## TRECHO DO TEXTO
----
A fala de Julian ecoa um dilema importante. Como equilibrar festa e crítica? O risco de transformar a política apenas em carnaval existe — e não é pequeno. Boal também notou a ausência de maior participação popular: “Quando pensamos no que representou a tentativa de golpe, e no genocida que foi Bolsonaro, era para termos muito mais gente nas ruas. Fica a pergunta: onde estavam as pessoas que não estavam ali?”. Essa pergunta não é só sobre números de público; é sobre memória e engajamento.


O jornalista Thiago Minete, que também festejou após a condenação da trama golpista, trouxe outro ponto: a potência de se engajar politicamente por meio da ludicidade. Ele vê nessa mistura de política e festa uma tradição brasileira que precisa ser mantida: “É uma forma lúdica de engajar, que talvez não engajaria de outra maneira. Arte e cultura têm esse papel fundamental: levar reflexão e crítica de um jeito acessível, que toca as pessoas.”
----
## TRECHOS DE DADOS
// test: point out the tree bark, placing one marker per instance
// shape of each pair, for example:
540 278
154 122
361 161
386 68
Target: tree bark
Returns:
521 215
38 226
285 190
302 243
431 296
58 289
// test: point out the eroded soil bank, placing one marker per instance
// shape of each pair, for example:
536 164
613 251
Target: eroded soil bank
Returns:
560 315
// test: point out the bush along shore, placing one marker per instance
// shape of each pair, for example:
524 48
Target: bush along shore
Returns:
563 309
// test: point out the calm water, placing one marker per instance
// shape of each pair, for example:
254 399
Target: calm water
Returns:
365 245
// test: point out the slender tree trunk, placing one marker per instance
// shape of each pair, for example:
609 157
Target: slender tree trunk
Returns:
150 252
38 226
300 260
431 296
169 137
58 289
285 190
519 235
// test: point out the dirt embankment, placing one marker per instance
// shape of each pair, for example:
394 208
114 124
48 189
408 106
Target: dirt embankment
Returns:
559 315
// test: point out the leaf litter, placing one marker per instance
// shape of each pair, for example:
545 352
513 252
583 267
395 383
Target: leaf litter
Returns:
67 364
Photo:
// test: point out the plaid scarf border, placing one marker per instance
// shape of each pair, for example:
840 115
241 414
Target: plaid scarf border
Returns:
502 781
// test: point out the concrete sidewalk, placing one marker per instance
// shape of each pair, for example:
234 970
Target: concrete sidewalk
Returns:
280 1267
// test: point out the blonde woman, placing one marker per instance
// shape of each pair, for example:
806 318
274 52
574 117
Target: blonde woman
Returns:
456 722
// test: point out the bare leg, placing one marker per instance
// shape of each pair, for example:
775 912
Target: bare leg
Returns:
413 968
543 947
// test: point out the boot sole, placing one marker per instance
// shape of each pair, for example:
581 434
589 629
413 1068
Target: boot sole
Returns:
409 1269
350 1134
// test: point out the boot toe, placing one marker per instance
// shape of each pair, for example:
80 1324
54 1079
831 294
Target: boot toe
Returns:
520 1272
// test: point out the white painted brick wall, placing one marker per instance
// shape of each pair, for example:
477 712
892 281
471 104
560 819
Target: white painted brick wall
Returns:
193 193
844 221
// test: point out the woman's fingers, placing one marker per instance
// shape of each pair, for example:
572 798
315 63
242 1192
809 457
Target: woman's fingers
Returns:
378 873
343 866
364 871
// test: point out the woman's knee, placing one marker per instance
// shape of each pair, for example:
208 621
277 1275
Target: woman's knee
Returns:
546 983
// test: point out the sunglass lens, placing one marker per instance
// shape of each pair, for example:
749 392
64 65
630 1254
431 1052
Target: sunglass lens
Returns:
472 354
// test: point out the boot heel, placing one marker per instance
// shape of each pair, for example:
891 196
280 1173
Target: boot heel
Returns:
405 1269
----
## DESAFIOS
[a] No trecho sobre a festa após a condenação da trama golpista, qual é a profissão de Thiago Minete?
[b] Por favor, dê seguimento ao trecho sobre a festa após a condenação da trama golpista a partir da última frase apresentada.

## RESPOSTAS ESPERADAS
[a] Ele é jornalista.

[b]
Entre sambas, faixas e peixes, as ruas do Rio lembraram que a cultura popular é mais do que celebração: é memória, resistência e martelo de transformação. Mas a insatisfação também ecoou. Vinte e sete anos e três meses de condenação parecem pouco diante do que Bolsonaro representou — e do que ainda não foi julgado. Como lembrou Haiz, se comemorar a prisão com arte é uma resposta, “não pode ser um espelho para refletir, mas um martelo para transformar.”


Foi ouvindo artistas como Haiz, pesquisadores como Julian, jornalistas como Thiago e cidadãos comuns como João que essa coluna pôde compor uma síntese: a rua é, ao mesmo tempo, palco e ensaio do desejo popular. Isso é poder. A força da cultura não está apenas em retratar o presente, mas em martelar possibilidades de futuro. No fim, ficou a imagem do cardume encarando o tubarão enjaulado. A expectativa coletiva é clara: que esses tubarões, um a um, finalmente parem de nadar.